INSTRUCTIONS TO FOLLOW: Copy the whole listing below exactly.

DATA FOR THIS TASK:

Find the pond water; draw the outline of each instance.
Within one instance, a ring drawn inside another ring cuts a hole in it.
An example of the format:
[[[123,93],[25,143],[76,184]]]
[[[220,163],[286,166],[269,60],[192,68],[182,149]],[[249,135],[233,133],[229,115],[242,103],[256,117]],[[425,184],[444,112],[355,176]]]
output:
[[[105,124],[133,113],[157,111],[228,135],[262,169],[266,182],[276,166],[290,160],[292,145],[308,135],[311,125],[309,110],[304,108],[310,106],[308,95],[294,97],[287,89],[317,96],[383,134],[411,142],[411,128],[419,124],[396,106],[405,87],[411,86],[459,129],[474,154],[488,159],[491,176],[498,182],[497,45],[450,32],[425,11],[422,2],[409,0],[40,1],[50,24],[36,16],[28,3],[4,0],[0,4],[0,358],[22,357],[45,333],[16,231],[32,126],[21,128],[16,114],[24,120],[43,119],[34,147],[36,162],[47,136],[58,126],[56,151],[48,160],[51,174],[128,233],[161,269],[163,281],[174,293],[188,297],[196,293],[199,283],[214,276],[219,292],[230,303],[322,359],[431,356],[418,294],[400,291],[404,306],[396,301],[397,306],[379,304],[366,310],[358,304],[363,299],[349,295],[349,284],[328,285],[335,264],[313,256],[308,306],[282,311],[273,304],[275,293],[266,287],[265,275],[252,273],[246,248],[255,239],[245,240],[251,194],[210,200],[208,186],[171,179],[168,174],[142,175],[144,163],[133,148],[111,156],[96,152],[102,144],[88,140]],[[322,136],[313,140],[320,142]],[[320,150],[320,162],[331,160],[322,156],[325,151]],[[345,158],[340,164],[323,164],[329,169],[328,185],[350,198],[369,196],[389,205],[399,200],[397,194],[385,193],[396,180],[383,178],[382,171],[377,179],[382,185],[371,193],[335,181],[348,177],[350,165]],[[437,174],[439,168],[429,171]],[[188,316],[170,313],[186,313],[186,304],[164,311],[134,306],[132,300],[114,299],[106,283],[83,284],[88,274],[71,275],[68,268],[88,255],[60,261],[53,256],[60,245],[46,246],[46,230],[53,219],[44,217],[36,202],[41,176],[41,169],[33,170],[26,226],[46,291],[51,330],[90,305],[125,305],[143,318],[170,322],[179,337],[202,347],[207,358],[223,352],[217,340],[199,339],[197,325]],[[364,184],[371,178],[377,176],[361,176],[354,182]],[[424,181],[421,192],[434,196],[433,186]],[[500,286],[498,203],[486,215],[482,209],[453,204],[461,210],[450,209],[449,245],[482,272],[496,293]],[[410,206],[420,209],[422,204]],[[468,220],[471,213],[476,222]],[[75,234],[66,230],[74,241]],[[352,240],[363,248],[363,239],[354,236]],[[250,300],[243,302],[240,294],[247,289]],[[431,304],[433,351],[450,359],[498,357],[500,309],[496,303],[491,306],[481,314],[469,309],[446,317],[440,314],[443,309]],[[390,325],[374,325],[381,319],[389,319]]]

YOUR SOLUTION:
Find the pond water; draw the outline of each instance.
Within one instance, a ring drawn inside another ring cuts a hole in it.
An example of the format:
[[[123,93],[25,143],[76,184]]]
[[[220,163],[286,166],[269,60],[192,68],[182,149]],[[249,135],[233,133],[229,115],[242,103],[256,117]],[[425,184],[444,112],[355,176]]]
output:
[[[105,124],[133,113],[157,111],[228,135],[262,169],[266,182],[276,166],[290,160],[292,145],[308,135],[311,125],[309,110],[304,108],[310,106],[308,95],[294,97],[287,89],[317,96],[383,134],[411,142],[411,128],[419,124],[396,106],[405,87],[411,86],[459,129],[474,154],[488,159],[491,176],[498,182],[497,45],[450,32],[425,11],[422,2],[409,0],[40,1],[50,24],[36,16],[28,3],[4,0],[0,4],[0,358],[22,357],[45,333],[16,231],[32,126],[21,128],[16,114],[24,120],[43,119],[34,147],[36,162],[47,136],[58,126],[56,151],[48,160],[51,174],[128,233],[161,269],[163,281],[174,293],[188,297],[196,293],[199,283],[214,276],[219,292],[230,303],[322,359],[431,356],[418,294],[400,291],[404,306],[396,301],[397,306],[379,304],[366,310],[358,304],[363,299],[349,295],[349,284],[328,285],[335,264],[313,256],[308,306],[282,311],[273,304],[275,293],[266,287],[265,275],[252,273],[246,248],[255,239],[245,240],[251,194],[210,200],[208,186],[171,179],[168,174],[142,175],[144,163],[133,148],[111,156],[96,152],[102,144],[88,140]],[[322,136],[313,140],[320,142]],[[320,150],[320,162],[331,160],[322,156],[325,151]],[[345,158],[340,164],[323,164],[329,169],[328,185],[350,198],[369,196],[389,205],[399,200],[397,194],[385,193],[396,180],[383,178],[382,171],[377,179],[382,185],[371,193],[335,181],[348,177],[350,165]],[[437,174],[439,168],[429,171]],[[188,316],[170,313],[186,313],[186,304],[164,311],[134,306],[132,300],[114,299],[106,283],[83,284],[88,274],[71,275],[68,268],[88,255],[60,261],[53,256],[60,245],[46,246],[46,230],[53,219],[44,217],[36,202],[41,176],[41,169],[33,170],[26,226],[46,291],[51,330],[90,305],[125,305],[143,318],[170,322],[179,337],[202,347],[207,358],[223,352],[217,340],[199,339],[197,325]],[[364,184],[371,178],[377,176],[361,176],[354,182]],[[424,181],[421,192],[434,196],[433,186]],[[500,286],[498,203],[486,215],[482,209],[453,204],[461,210],[450,209],[449,245],[482,272],[496,293]],[[410,206],[420,209],[422,204]],[[468,220],[471,213],[476,222]],[[75,234],[66,230],[74,241]],[[352,240],[363,248],[363,239],[354,236]],[[250,300],[243,302],[240,294],[247,289]],[[431,304],[433,351],[450,359],[498,357],[500,309],[496,303],[491,306],[481,314],[469,309],[446,317],[440,314],[443,309]],[[390,325],[374,325],[381,319],[389,319]]]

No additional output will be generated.